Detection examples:
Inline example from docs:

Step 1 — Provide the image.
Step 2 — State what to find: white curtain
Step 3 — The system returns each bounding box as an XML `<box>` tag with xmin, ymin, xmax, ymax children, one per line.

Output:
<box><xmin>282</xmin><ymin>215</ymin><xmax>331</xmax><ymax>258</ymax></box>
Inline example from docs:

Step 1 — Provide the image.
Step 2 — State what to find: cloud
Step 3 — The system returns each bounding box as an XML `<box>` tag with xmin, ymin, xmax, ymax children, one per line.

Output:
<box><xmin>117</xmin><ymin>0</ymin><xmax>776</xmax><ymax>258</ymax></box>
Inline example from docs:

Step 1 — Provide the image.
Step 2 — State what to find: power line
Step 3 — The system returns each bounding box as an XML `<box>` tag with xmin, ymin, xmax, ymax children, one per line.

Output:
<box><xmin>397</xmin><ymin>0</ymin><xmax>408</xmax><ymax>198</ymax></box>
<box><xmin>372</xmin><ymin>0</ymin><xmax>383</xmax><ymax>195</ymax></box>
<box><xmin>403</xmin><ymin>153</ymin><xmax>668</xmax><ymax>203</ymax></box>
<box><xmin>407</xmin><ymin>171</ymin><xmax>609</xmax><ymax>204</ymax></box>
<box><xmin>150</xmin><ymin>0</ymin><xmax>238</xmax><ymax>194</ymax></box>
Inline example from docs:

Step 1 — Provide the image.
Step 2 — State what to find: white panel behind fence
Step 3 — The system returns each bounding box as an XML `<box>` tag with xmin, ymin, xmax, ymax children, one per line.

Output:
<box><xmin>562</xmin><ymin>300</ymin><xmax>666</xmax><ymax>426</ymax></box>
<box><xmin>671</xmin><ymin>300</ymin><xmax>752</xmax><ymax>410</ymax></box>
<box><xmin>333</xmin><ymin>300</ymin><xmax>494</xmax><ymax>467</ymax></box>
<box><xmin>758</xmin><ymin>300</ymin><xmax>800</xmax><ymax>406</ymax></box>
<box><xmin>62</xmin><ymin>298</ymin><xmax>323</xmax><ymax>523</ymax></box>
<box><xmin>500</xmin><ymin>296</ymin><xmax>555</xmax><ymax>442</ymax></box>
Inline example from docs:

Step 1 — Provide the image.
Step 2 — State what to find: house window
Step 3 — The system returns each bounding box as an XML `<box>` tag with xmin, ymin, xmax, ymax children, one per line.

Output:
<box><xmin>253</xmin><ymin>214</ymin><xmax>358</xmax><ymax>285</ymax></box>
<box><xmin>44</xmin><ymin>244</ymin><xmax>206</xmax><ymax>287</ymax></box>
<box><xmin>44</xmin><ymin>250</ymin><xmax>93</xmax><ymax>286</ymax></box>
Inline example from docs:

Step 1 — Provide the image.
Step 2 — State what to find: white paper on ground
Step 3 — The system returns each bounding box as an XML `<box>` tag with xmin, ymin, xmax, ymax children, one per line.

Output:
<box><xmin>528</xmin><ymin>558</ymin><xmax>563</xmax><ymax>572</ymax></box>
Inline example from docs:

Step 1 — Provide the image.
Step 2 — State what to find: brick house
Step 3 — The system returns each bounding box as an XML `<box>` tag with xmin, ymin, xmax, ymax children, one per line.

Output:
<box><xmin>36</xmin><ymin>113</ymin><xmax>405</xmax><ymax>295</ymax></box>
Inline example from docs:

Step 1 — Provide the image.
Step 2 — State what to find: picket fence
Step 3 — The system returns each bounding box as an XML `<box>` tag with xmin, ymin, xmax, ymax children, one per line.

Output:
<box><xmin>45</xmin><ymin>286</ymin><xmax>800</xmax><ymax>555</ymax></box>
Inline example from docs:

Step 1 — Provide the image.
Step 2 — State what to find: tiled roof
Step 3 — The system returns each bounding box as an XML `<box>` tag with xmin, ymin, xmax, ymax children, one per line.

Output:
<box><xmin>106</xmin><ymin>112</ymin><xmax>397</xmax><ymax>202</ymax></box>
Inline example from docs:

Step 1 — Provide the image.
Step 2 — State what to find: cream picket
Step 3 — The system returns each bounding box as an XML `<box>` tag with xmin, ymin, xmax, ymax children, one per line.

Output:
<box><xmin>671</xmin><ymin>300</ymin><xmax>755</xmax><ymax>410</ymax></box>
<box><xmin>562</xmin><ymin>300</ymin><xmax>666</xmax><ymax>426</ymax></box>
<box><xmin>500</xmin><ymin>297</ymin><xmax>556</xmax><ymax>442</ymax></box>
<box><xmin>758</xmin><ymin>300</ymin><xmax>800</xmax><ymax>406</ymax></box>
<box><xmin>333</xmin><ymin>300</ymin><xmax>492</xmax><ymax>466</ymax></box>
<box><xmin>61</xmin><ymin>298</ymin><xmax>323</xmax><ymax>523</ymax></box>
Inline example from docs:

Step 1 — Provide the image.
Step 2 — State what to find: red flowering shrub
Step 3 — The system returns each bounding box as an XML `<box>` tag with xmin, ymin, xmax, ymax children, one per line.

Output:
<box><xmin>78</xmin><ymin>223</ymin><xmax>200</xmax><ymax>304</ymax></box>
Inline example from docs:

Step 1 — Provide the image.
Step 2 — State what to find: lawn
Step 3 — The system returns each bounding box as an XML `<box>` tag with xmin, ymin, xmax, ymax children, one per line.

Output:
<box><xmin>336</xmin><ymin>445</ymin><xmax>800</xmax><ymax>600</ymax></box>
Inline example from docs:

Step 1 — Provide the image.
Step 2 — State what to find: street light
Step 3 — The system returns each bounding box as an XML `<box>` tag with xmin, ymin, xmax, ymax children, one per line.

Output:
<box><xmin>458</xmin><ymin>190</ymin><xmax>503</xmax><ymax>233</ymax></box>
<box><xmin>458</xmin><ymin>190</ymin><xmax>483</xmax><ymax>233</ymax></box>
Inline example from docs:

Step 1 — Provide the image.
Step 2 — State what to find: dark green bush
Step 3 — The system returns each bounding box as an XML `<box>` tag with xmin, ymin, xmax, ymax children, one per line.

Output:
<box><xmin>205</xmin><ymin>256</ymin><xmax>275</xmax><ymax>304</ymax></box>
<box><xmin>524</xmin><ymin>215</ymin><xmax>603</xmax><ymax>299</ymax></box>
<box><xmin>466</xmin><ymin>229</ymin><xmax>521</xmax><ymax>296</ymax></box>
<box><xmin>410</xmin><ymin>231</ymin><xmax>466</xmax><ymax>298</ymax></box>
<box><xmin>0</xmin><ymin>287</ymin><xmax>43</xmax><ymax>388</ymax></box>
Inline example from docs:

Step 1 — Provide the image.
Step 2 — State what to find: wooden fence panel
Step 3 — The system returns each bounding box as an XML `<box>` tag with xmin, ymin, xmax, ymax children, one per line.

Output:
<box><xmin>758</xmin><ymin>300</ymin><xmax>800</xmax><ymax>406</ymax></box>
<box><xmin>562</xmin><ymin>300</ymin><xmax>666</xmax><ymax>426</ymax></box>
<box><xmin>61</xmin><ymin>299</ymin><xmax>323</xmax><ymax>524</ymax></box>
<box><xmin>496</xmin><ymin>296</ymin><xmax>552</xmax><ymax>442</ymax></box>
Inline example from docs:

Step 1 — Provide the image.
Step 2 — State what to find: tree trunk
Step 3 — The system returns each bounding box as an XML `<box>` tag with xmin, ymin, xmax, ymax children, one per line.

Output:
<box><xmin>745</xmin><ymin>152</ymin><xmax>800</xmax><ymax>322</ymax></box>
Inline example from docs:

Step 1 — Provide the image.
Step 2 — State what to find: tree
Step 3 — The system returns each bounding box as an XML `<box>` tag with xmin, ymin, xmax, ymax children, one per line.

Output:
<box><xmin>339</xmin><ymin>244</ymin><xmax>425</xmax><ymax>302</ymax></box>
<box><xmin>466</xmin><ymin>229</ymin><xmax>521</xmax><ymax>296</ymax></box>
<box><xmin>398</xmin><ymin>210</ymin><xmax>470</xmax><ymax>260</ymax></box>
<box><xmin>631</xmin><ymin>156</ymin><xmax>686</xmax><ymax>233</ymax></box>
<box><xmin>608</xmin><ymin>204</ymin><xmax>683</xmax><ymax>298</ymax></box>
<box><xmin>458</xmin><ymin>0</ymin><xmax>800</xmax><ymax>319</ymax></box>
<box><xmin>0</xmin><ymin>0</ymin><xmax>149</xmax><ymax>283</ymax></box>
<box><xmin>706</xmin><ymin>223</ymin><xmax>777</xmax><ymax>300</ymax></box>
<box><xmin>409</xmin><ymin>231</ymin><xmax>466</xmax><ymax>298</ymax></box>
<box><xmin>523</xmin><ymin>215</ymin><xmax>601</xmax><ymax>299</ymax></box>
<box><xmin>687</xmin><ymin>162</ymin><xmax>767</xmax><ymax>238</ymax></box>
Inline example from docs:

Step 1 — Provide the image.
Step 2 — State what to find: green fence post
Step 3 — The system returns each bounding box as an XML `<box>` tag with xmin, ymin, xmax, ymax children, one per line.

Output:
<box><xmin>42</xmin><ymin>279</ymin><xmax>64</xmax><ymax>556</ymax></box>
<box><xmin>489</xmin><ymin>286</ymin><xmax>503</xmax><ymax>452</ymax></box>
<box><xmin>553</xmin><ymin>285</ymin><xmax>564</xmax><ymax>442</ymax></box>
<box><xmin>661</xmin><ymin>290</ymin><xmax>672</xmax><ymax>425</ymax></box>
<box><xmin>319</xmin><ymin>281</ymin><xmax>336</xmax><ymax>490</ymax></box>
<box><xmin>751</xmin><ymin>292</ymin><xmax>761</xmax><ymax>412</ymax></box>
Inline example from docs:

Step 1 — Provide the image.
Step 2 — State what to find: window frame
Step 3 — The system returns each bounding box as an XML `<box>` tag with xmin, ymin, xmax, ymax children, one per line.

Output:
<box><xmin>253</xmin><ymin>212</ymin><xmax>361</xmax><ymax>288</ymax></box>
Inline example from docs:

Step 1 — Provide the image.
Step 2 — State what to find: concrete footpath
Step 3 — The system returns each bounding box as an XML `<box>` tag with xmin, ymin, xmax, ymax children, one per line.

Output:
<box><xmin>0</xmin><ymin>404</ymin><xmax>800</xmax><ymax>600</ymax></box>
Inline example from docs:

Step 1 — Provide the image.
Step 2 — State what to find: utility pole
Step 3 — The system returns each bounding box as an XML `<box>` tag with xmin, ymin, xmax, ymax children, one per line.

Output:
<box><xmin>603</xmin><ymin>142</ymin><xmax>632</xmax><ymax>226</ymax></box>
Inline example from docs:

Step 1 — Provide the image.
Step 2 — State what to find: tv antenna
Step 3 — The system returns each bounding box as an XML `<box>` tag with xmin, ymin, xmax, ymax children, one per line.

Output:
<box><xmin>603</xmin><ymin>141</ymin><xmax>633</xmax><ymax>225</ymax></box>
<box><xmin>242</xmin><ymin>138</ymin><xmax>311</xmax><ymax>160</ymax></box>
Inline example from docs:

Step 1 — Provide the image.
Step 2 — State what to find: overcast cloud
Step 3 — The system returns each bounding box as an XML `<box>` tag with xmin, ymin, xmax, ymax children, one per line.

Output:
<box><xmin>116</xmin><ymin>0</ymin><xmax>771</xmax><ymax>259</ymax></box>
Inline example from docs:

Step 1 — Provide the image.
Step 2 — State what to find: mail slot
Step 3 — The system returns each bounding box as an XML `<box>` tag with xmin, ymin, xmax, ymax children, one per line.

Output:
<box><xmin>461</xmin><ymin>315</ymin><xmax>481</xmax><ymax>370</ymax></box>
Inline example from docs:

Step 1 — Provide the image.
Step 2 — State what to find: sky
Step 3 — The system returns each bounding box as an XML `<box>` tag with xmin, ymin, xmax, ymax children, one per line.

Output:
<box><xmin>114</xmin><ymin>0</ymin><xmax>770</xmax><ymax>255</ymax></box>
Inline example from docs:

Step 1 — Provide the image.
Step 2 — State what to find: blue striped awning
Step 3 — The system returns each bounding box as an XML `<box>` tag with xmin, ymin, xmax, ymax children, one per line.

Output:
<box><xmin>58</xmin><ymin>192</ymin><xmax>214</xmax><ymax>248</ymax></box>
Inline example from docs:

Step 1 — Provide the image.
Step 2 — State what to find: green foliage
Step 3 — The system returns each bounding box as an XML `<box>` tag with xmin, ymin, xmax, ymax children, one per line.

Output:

*What needs to be done:* Gather every line in the records above that contains the word "white".

*Response to the exercise:*
Step 2 — State what to find: white curtain
Step 2 — State what to find: white panel behind fence
Step 2 — State what to find: white paper on ground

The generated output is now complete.